----- RECORDS SUPPLIED -----
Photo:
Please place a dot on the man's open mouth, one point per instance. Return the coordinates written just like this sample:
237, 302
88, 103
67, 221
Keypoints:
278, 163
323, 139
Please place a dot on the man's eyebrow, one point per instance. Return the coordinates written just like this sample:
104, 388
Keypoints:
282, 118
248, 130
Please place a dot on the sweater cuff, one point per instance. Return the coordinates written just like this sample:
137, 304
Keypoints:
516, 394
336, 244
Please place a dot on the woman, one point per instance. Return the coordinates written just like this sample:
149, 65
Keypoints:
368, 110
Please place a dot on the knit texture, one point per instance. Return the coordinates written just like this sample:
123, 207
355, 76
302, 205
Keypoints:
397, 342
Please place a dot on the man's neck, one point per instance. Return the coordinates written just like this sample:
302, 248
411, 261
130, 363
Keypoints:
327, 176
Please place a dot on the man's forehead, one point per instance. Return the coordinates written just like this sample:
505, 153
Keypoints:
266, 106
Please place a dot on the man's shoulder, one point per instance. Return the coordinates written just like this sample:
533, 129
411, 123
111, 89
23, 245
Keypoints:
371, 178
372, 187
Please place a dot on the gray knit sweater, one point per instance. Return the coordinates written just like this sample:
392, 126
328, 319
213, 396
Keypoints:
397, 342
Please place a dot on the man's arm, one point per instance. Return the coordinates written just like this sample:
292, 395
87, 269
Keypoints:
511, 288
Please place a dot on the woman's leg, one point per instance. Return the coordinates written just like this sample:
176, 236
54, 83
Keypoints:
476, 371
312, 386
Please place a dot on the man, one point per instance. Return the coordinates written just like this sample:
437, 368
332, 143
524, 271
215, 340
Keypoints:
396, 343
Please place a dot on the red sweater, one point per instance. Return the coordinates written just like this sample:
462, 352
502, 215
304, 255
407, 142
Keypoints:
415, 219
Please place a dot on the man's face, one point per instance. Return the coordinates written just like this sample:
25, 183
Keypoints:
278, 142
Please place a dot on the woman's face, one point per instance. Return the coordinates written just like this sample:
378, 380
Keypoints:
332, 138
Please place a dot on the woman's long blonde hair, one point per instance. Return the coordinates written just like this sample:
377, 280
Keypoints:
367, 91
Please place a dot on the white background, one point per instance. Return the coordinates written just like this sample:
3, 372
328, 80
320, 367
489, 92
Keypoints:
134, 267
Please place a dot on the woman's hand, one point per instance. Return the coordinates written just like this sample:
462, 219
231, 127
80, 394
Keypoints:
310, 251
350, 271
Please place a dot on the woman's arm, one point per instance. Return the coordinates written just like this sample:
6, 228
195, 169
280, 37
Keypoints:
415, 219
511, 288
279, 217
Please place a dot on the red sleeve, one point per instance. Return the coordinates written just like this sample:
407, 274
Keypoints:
-----
DIRECTIVE>
Reproduce, word for word, every line starting at the line that contains "Please place a dot on the woman's long" and ending with the final line of the entries.

WRITTEN ANSWER>
Please place a dot on the woman's long blonde hair, one point per instance. Return the coordinates written just like this sample:
377, 280
Keypoints:
367, 91
Please place a dot on the white background, one point per instance. Return the coordinates written just like this sample:
3, 372
328, 80
320, 367
489, 92
Keypoints:
134, 267
Please place a dot on the woman's hand, one point per instance. Return the coordinates written just like this sample:
462, 219
231, 127
80, 394
Keypoints:
310, 251
350, 271
Please place a dot on the woman's arm, one point per instance. Return the coordinates written just like this sample:
6, 228
195, 169
280, 37
Keypoints:
415, 219
511, 288
279, 217
Please place a dot on the red sleeve, one point per instance. Return the coordinates written just like this sample:
407, 274
Keypoints:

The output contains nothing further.